Start of Block
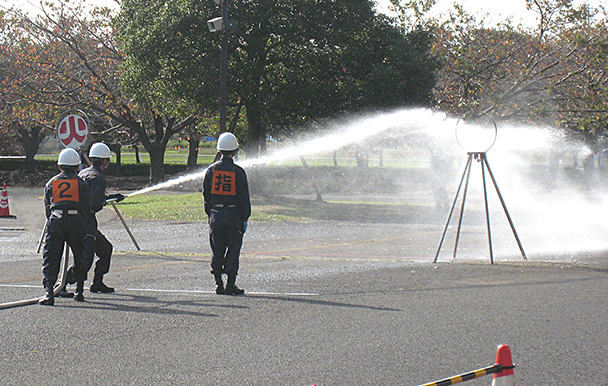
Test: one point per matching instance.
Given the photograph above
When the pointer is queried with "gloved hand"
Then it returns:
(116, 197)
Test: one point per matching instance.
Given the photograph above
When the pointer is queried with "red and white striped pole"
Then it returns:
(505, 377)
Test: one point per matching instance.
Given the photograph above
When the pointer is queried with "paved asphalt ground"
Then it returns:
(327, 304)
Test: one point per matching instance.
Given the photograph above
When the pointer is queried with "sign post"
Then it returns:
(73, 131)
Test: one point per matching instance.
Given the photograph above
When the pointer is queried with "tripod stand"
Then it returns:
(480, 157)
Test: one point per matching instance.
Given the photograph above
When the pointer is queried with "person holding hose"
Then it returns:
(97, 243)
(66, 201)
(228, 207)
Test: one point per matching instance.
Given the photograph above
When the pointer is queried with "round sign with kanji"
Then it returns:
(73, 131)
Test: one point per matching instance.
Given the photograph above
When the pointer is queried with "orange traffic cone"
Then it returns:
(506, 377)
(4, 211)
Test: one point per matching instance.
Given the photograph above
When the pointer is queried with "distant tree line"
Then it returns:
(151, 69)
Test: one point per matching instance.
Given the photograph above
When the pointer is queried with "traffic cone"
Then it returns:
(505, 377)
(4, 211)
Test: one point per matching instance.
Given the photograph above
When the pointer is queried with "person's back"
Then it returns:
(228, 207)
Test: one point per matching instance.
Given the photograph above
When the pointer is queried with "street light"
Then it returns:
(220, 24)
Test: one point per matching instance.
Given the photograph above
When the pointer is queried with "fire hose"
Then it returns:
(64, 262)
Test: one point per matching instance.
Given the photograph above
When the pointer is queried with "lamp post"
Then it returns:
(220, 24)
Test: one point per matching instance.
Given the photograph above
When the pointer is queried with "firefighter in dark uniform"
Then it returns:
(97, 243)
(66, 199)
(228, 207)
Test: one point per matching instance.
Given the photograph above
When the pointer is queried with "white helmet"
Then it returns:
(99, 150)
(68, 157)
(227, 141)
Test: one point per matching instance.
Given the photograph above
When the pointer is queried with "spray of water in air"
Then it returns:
End of Block
Whenever you reach a picture, pass over it; print all the other material exactly.

Test: one point per matching instance.
Given the photograph above
When the pointer is queried with "gloved hand"
Then it returns:
(116, 197)
Test: one point per matching instance.
Given the photograph above
When the pointer is queried with "red and white striped pole"
Then it returns:
(505, 377)
Test: one point per matching instance.
Given the photograph above
When the pointer is queried with "paved asphalt ground"
Then it returns:
(327, 304)
Test: one point per matching instance.
Given the photograph above
When the pointer is queried with "sign post"
Then it returns:
(73, 131)
Test: one point per matching instance.
Given the photograph above
When the pointer is queried with "tripod stand"
Then it returns:
(480, 157)
Test: one point per matching instance.
Given the photograph above
When the pointer is queried with "person holding hose"
Then it returns:
(97, 243)
(66, 201)
(228, 207)
Test: one point per matching instance.
Given the photograph above
When the pointer is queried with "round sign with kanji"
Then it returns:
(73, 131)
Test: one point per matching instance.
Given the photograph above
When the pointer is queried with "orange traffic cone"
Then it returns:
(506, 377)
(4, 211)
Test: one point per matching instance.
Given the photograph above
When the pointer is queried with "distant tree line"
Then it returns:
(151, 69)
Test: one point per matching instance.
Given the photograph above
When the pointer is queried with "traffic cone"
Then it returns:
(505, 377)
(4, 211)
Test: one point per matching instance.
Given the photograph above
When the pointer is queried with "person's back"
Then it returns:
(228, 207)
Test: one point per matching instance.
Given the photograph above
When the pointer is queried with "street light"
Then it returns:
(220, 24)
Test: one point per matching instance.
Given the photograph above
When the pointer is queried with "fire hose"
Then it returns:
(64, 262)
Test: one point per matching instance.
Given the photograph above
When the pointer is queried with "lamp post"
Then it returns:
(220, 24)
Test: one point per matching instance.
Given the photograph above
When the pointer is queried with "firefighter in dark uniform"
Then it returns:
(97, 243)
(66, 199)
(228, 207)
Test: one point per matching instance.
Given the photograph above
When the pointer is queried with "white helmet"
Then it returns:
(99, 150)
(68, 157)
(227, 141)
Test: one point per matching instance.
Given the photograph above
When the pointer is queried with "spray of water in air"
Then it returns:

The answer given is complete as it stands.